- _Dataset excerpt_:
>> BEGIN

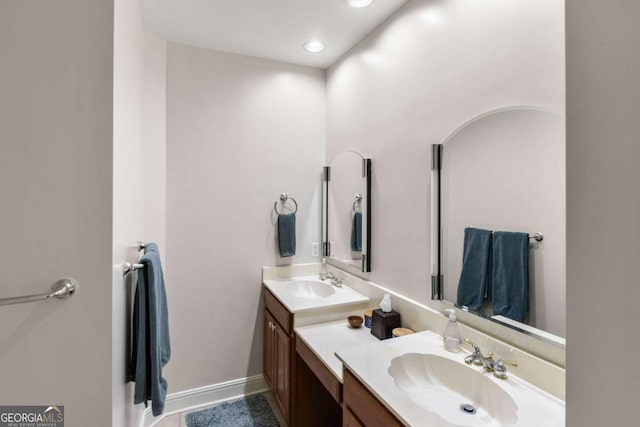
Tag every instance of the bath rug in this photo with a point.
(251, 411)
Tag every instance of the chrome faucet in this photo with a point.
(335, 280)
(478, 359)
(498, 367)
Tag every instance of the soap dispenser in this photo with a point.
(451, 336)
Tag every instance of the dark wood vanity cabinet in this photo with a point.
(361, 408)
(318, 392)
(278, 360)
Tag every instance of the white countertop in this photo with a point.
(370, 364)
(285, 291)
(326, 339)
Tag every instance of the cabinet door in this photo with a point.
(269, 349)
(349, 419)
(282, 389)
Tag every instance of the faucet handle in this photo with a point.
(500, 369)
(471, 343)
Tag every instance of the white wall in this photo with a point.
(427, 70)
(603, 212)
(56, 108)
(139, 145)
(239, 132)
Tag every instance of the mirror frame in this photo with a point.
(437, 279)
(366, 217)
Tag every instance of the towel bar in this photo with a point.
(538, 237)
(61, 289)
(357, 201)
(128, 267)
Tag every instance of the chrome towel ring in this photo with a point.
(283, 199)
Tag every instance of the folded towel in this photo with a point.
(151, 346)
(287, 234)
(356, 232)
(476, 272)
(510, 275)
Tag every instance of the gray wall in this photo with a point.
(239, 132)
(603, 212)
(56, 105)
(139, 145)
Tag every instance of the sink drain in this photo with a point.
(467, 409)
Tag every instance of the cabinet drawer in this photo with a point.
(278, 311)
(367, 409)
(326, 377)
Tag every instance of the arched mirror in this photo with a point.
(346, 211)
(500, 207)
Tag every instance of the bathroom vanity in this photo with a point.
(325, 373)
(287, 303)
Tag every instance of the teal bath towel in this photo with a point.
(510, 275)
(151, 346)
(475, 276)
(356, 232)
(287, 234)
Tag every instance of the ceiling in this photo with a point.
(271, 29)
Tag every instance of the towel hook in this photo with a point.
(283, 199)
(357, 201)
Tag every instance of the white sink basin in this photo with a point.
(424, 385)
(310, 293)
(311, 289)
(444, 386)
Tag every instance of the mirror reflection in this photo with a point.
(502, 182)
(346, 210)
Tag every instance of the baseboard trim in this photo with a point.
(206, 396)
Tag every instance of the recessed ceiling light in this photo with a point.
(359, 3)
(313, 46)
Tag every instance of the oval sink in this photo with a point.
(456, 392)
(310, 289)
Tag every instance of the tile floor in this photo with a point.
(178, 420)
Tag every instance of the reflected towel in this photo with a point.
(510, 275)
(287, 234)
(151, 347)
(356, 232)
(476, 272)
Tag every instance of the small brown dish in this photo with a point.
(355, 321)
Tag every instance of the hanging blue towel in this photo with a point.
(356, 232)
(510, 275)
(287, 234)
(476, 272)
(151, 346)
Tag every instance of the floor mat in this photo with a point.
(251, 411)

>> END

- _OBJECTIVE_: Quote each entry above verbatim and drop the pictures.

- _ANSWER TO THE PROBLEM_:
Tag every instance of the bath rug in this photo with a point.
(251, 411)
Tag every instance of the chrome faucet in this photo with a point.
(335, 280)
(478, 359)
(498, 367)
Tag every instance of the soap dispenser in this photo with a point.
(451, 336)
Tag every instance of the dark wood vanity cabinet in this photo with a point.
(361, 408)
(318, 392)
(278, 360)
Tag every instance of the white countertop in this photo with a point.
(370, 364)
(285, 291)
(326, 339)
Tag every instance of the cabinet door in this photo with a point.
(269, 349)
(349, 419)
(282, 389)
Tag every instance of the faucet handle in this photo with a point.
(500, 369)
(471, 343)
Tag every instance of the white wall in this photo with a point.
(427, 70)
(603, 212)
(56, 108)
(139, 145)
(239, 132)
Tag every instance of the mirror frame in this photo with a point.
(437, 279)
(366, 217)
Tag every instance of the towel bar in this photo with a point.
(538, 237)
(61, 289)
(357, 201)
(128, 267)
Tag every instance of the chrome towel ring in this photo with a point.
(283, 199)
Tag every instance of the folded towel in this photo with a point.
(151, 346)
(287, 234)
(356, 232)
(476, 272)
(510, 275)
Tag every instance of the gray wall in this photo with a point.
(239, 132)
(603, 212)
(56, 105)
(139, 145)
Tag every instance of the sink drain in this photo with a point.
(467, 409)
Tag every instance of the cabinet drawer in this photo with a point.
(278, 311)
(367, 409)
(326, 377)
Tag every instance of the arched mirror in this photo with a point.
(346, 211)
(500, 207)
Tag every instance of the bathroom vanity in this photo with a point.
(325, 373)
(287, 303)
Tag every instance of the teal bath towel in this photo with a point.
(510, 275)
(151, 346)
(475, 276)
(356, 232)
(287, 234)
Tag every instance of the ceiling in this photo with a point.
(271, 29)
Tag every instance of the towel hook in this photo with a point.
(283, 199)
(357, 201)
Tag every instance of the white sink basin in this photo with a point.
(424, 385)
(310, 293)
(311, 289)
(444, 386)
Tag every instance of the mirror reflection in this photo with a point.
(502, 182)
(346, 210)
Tag every instance of the baseboard trim in this photo with a point.
(206, 396)
Tag every instance of the recessed ceiling light in this photo with a point.
(359, 3)
(313, 46)
Tag every instance of the oval sink in this photo with a point.
(456, 392)
(310, 289)
Tag every instance of the tile floor in this photo with a point.
(178, 420)
Tag every instance of the reflected towel in this photo with a point.
(510, 275)
(287, 234)
(151, 347)
(356, 232)
(476, 272)
Tag every instance of the small brown dish in this photo with a point.
(355, 321)
Tag every instance of the hanging blue towel in this photo with a point.
(356, 232)
(510, 275)
(287, 234)
(476, 272)
(151, 346)
Tag every instance of the floor mat in this photo with a point.
(251, 411)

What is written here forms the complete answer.